THE DATA:
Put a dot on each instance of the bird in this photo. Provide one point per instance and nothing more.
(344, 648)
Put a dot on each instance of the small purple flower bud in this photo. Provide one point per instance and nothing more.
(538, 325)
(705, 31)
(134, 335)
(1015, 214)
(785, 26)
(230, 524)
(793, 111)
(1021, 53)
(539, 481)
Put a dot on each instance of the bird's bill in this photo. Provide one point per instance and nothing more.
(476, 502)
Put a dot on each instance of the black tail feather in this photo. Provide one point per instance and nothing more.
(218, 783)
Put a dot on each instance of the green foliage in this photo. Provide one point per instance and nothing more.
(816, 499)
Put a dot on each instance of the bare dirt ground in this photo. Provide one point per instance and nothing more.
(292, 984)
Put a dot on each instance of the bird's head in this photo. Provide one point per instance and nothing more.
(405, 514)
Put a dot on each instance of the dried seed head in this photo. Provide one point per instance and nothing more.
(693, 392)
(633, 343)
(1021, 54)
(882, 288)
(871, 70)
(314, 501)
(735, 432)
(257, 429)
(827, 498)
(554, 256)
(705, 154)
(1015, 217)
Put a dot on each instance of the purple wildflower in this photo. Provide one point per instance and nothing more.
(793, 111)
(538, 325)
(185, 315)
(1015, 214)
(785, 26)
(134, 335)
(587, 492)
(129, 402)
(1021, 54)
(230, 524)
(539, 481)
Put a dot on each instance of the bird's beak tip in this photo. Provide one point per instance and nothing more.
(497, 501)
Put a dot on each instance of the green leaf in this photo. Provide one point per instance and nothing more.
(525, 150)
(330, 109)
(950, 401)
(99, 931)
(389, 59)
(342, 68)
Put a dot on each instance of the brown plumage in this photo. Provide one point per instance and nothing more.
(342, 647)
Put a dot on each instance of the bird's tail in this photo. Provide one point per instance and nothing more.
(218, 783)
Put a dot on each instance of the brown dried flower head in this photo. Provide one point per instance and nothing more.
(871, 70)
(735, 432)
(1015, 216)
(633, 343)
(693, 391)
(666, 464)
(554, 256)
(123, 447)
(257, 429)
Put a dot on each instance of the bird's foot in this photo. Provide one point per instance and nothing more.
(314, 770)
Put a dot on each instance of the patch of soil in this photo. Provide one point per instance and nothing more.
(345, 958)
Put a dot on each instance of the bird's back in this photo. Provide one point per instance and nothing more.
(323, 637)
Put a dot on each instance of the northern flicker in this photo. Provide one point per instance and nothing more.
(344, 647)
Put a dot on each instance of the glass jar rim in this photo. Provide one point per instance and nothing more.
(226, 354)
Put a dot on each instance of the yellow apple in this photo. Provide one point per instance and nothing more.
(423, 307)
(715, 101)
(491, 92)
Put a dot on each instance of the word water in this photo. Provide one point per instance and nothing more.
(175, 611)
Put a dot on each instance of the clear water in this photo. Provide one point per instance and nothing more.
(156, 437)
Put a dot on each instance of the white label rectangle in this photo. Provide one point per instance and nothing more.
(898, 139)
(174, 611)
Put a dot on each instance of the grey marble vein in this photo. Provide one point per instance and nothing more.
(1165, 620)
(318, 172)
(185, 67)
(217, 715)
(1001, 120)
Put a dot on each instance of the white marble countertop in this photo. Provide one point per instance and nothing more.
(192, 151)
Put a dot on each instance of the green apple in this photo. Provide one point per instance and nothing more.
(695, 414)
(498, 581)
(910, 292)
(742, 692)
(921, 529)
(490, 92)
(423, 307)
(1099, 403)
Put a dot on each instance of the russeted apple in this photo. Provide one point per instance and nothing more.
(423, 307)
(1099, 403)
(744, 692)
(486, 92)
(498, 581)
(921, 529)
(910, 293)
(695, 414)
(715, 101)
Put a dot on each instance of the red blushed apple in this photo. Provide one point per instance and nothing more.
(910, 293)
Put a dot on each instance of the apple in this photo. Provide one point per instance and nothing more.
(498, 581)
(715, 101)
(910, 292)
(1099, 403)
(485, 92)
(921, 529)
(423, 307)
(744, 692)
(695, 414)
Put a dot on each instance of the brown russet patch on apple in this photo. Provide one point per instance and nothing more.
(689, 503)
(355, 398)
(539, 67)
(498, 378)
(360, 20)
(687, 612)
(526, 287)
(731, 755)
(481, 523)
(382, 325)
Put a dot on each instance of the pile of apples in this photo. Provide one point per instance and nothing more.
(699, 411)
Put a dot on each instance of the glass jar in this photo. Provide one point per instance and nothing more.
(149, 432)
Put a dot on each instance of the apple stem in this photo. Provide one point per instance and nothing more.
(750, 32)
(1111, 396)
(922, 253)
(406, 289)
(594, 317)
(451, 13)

WHAT YOU SHOULD DO: Rewrite all of the material above, changing every "Put a dot on" to "Mark" and keeping everything else unchanged.

SOLUTION:
Mark each instance of the bird in this photo. Provide one point per instance and nothing more.
(344, 648)
Mark each instance of the small purple flower bud in this photo. Provide one point per instance and nothing more.
(538, 325)
(705, 31)
(134, 335)
(1015, 214)
(785, 26)
(230, 524)
(793, 111)
(1021, 53)
(539, 481)
Mark each instance of the bird's bill in this photo. Provide one point per instance and nothing more.
(476, 502)
Mark each instance of the black tail feather in this photo. Provide one point per instance and nothing more.
(218, 783)
Mark each instance of the green foliage in this photo. Provide one point per instance and nothing more.
(816, 499)
Mark each instance of the bare dirt ground in this photo. Provide one point per instance and nothing more.
(292, 984)
Mark each instance of the bird's head in this photo. Provide one point per instance and nothing more.
(405, 514)
Mark each instance of the dried seed head in this photo. Provide one point per instance and nothing more.
(693, 392)
(633, 343)
(1021, 54)
(882, 288)
(871, 70)
(314, 501)
(735, 432)
(257, 429)
(827, 498)
(554, 256)
(705, 154)
(1015, 217)
Mark each instance of the purple wildflower in this photo. Provide one point per instance and nothing more.
(793, 111)
(538, 325)
(185, 315)
(1015, 214)
(785, 26)
(134, 335)
(587, 492)
(129, 402)
(1021, 54)
(230, 524)
(539, 481)
Mark each instance of the bird's beak tip in this photo. Provide one point per instance and nothing more.
(497, 501)
Mark each instance of the green leaf in this photo. Provide one point per instance and nothing more.
(525, 150)
(330, 109)
(950, 401)
(99, 931)
(389, 59)
(342, 68)
Mark each instance of the brown plumage in this photo. Provide one point per instance and nothing more.
(342, 647)
Mark each instance of the bird's tail in this photo. Provide one point per instance and nothing more.
(218, 783)
Mark each instance of the brown dried flower head in this photo. Provide one point per instance and nothing more.
(871, 70)
(735, 432)
(1015, 216)
(633, 343)
(693, 391)
(666, 464)
(554, 256)
(123, 447)
(257, 429)
Mark each instance of the bird's foot in this photo. Provide one point per instance and nothing more.
(314, 770)
Mark each instance of the patch of soil in this photo. Provide one point per instance and nothing more.
(345, 958)
Mark each instance of the bird's back in this photo. Provide one point per instance and nothing more.
(323, 637)
Mark each instance of the northern flicker in this photo. Provide one point per instance and nothing more.
(344, 647)
Mark each instance of the glass jar rim in this photo. Provide one point per instance and nothing more.
(226, 354)
Mark each instance of the yellow apple in this photo. Provide one point per instance and nothing more.
(423, 307)
(715, 101)
(491, 92)
Mark each instance of the word water in this photo. Provide one point per instance and nothing more.
(175, 611)
Mark each instance of the clear water in this photo. Provide one point per instance and nothing more.
(156, 437)
Mark each instance of the white label rectangle in this photo. Provide one point per instance and nothing more.
(898, 139)
(174, 611)
Mark each instance of the grey marble vein in this photo. Provide one point per instance and nothing more.
(1165, 620)
(318, 172)
(185, 67)
(217, 715)
(1001, 120)
Mark each instance of the white marble countertop in this photo. Provide one point per instance and nothing more.
(192, 151)
Mark each instance of the green apple in this photo. Provide one point per instance and nothing more.
(695, 414)
(498, 581)
(910, 292)
(742, 692)
(921, 529)
(490, 92)
(423, 307)
(1099, 403)
Mark each instance of the russeted apple in this photo. Provide one point per instance and nothing more.
(423, 307)
(1099, 403)
(744, 692)
(486, 92)
(498, 581)
(921, 529)
(910, 293)
(695, 414)
(715, 101)
Mark each instance of the red blushed apple in this photo. Provide one point per instance and nothing more.
(910, 293)
Mark each instance of the apple in this photo. Provide one point per instance and nothing more.
(498, 581)
(715, 101)
(910, 292)
(1099, 403)
(485, 92)
(921, 529)
(423, 307)
(744, 692)
(695, 414)
Mark each instance of the brown russet patch on apple in this photo. Provide one point per instance and nothing more.
(689, 503)
(355, 398)
(539, 67)
(498, 378)
(360, 20)
(687, 612)
(526, 287)
(731, 755)
(481, 523)
(382, 325)
Mark each instance of the pile of apples in this photo. Provide one point per instance and nothing more.
(699, 411)
Mark each instance of the glass jar in this photo. Provide one point per instance and nothing more.
(149, 432)
Mark each instance of the apple stem in this photo. Provide one point per instance and nothing more.
(750, 32)
(1111, 396)
(922, 253)
(406, 289)
(594, 317)
(451, 13)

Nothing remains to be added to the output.